> _EXERCISE_:
Put the lines below into a numbered list, leaving out any blank lines.

[Stored data entries]
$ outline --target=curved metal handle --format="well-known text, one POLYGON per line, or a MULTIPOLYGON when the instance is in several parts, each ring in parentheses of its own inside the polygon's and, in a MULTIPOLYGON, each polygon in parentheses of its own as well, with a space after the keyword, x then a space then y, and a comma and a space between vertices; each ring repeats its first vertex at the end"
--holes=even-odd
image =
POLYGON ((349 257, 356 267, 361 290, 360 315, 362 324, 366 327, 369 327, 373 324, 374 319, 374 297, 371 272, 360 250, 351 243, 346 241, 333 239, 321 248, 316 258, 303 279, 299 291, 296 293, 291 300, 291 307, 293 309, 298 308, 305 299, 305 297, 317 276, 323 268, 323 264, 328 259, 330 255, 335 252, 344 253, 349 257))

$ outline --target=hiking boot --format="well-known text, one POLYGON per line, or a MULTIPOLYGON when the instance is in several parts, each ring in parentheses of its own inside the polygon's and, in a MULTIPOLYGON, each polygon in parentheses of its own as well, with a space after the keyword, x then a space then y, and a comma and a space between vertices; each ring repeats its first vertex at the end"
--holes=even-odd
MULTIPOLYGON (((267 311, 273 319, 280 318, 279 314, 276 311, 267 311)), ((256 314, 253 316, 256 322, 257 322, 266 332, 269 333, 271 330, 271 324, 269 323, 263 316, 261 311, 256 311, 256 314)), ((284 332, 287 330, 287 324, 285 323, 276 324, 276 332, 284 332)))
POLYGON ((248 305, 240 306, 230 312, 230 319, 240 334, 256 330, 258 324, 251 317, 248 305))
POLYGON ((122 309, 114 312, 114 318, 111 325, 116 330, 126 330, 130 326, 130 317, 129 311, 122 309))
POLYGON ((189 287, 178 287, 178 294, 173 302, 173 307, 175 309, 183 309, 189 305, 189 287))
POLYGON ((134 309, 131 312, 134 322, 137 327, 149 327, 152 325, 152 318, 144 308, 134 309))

> _TASK OUTPUT_:
1. $ outline --target=curved metal handle --format="well-known text, one POLYGON per line, or a MULTIPOLYGON when the instance is in several parts, each ring in parentheses of its own inside the polygon's and, in a MULTIPOLYGON, each polygon in parentheses of its own as well, with a space after the keyword, x then a space then y, and a comma and a space between vertices; each ring repeats its first vertex at the end"
2. --holes=even-odd
3. image =
4. POLYGON ((349 257, 356 267, 361 290, 360 315, 362 324, 366 327, 369 327, 373 324, 374 319, 374 297, 371 272, 360 250, 351 243, 346 241, 333 239, 321 248, 316 258, 303 279, 299 291, 296 293, 291 300, 291 307, 293 309, 298 308, 305 299, 305 297, 317 276, 323 268, 323 264, 328 259, 330 255, 335 252, 344 253, 349 257))
5. $ outline --target=hiking boot --format="well-known text, one POLYGON per line, or a MULTIPOLYGON when the instance is in several parts, each ring in parentheses of its own inside the polygon's and, in a MULTIPOLYGON, each polygon in parentheses of its own as well, with a space after the keyword, x then a space then y, and a comma and a space between vertices; each ring repeats its first vertex at the end"
6. --holes=even-odd
7. MULTIPOLYGON (((267 311, 273 319, 280 318, 279 314, 276 311, 267 311)), ((256 314, 253 316, 256 322, 257 322, 266 332, 269 333, 271 330, 271 324, 269 323, 263 316, 261 311, 256 311, 256 314)), ((284 332, 287 330, 287 324, 285 323, 276 324, 276 332, 284 332)))
8. POLYGON ((248 305, 240 306, 230 312, 230 319, 240 334, 256 330, 258 324, 251 317, 248 305))
9. POLYGON ((122 309, 114 312, 114 318, 111 325, 116 330, 126 330, 130 326, 130 317, 129 311, 122 309))
10. POLYGON ((189 287, 178 287, 178 294, 173 302, 173 307, 175 309, 183 309, 189 305, 189 287))
11. POLYGON ((134 309, 131 312, 134 322, 137 327, 149 327, 152 325, 152 318, 144 308, 134 309))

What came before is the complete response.